--- Excerpted passage Enclosed Below ---
Background: Human Parainfluenza viruses are a common cause of both upper and lower respiratory tract infections, 
particularly in children. Of the four Parainfluenza virus serotypes, Parainfluenza 4 is least well characterised from both 
the clinical, epidemiological and genetic perspectives. 

Methods: Flocked nose or throat swabs from a previous study investigating viral prevalence in community-based 
adults suffering from influenza like illness were used as the basis for this study. Samples in which no virus was detected 
using a 16 viral respiratory pathogen real-time PCR panel were barcoded and pyrosequenced using the Roche 454 GS 
FLX Titanium chemistry. The sequences were analysed using the VirusHunter bioinformatic pipeline. Sanger sequencing 
was used to complete the detected Parainfluenza 4 coding region.
--- End of Enclosed Excerpted passage ---
» **Goal of the exercise**
Decide whether each statement agrees with the Parainfluenza passage, answering yes or no and quoting the words of the passage that settle it.
1. Parainfluenza 4 is the best characterized of the four Parainfluenza serotypes.
2. The swabs came from an earlier study of community-based adults with influenza like illness.
3. Sanger sequencing was used to complete the Parainfluenza 4 coding region that was detected.
The records play no part in this work.
--- Raw data Enclosed Below ---
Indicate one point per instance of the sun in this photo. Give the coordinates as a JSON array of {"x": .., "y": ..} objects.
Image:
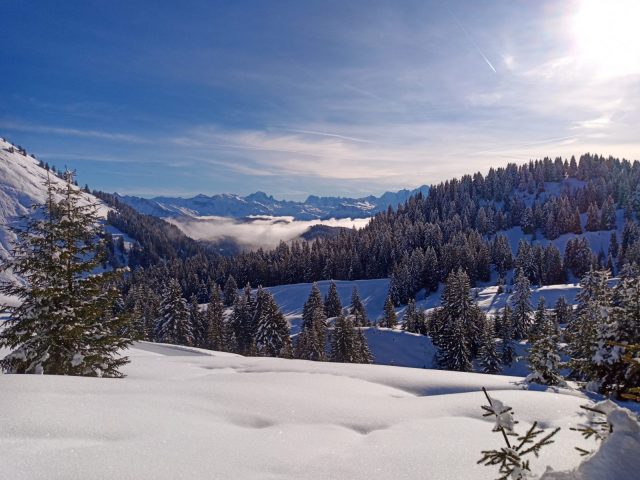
[{"x": 607, "y": 35}]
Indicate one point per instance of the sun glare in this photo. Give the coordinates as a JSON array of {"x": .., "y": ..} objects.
[{"x": 607, "y": 34}]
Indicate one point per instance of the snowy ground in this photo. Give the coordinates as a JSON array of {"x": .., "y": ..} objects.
[
  {"x": 203, "y": 415},
  {"x": 396, "y": 347}
]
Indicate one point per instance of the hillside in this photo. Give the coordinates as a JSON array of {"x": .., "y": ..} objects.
[
  {"x": 21, "y": 186},
  {"x": 400, "y": 348},
  {"x": 193, "y": 414},
  {"x": 259, "y": 203}
]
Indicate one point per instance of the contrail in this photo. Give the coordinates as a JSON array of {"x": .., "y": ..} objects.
[{"x": 470, "y": 39}]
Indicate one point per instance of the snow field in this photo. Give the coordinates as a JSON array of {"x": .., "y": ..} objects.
[{"x": 183, "y": 415}]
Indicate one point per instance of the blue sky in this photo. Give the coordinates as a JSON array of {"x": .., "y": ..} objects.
[{"x": 324, "y": 97}]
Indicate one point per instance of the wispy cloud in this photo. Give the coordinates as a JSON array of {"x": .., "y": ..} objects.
[{"x": 71, "y": 132}]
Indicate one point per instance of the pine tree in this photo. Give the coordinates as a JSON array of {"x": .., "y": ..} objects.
[
  {"x": 273, "y": 337},
  {"x": 241, "y": 325},
  {"x": 594, "y": 306},
  {"x": 390, "y": 320},
  {"x": 361, "y": 347},
  {"x": 174, "y": 325},
  {"x": 562, "y": 311},
  {"x": 613, "y": 245},
  {"x": 214, "y": 321},
  {"x": 539, "y": 318},
  {"x": 459, "y": 321},
  {"x": 230, "y": 291},
  {"x": 311, "y": 341},
  {"x": 617, "y": 331},
  {"x": 343, "y": 339},
  {"x": 65, "y": 323},
  {"x": 332, "y": 303},
  {"x": 357, "y": 310},
  {"x": 410, "y": 318},
  {"x": 544, "y": 359},
  {"x": 197, "y": 322},
  {"x": 521, "y": 302},
  {"x": 507, "y": 351},
  {"x": 608, "y": 214},
  {"x": 593, "y": 219},
  {"x": 488, "y": 358}
]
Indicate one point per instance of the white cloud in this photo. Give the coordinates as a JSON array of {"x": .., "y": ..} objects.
[{"x": 257, "y": 232}]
--- End of Enclosed Raw data ---
» **Result of this exercise**
1. No: "Parainfluenza 4 is least well characterised from both the clinical, epidemiological and genetic perspectives."
2. Yes: "a previous study investigating viral prevalence in community-based adults suffering from influenza like illness"
3. Yes: "Sanger sequencing was used to complete the detected Parainfluenza 4 coding region."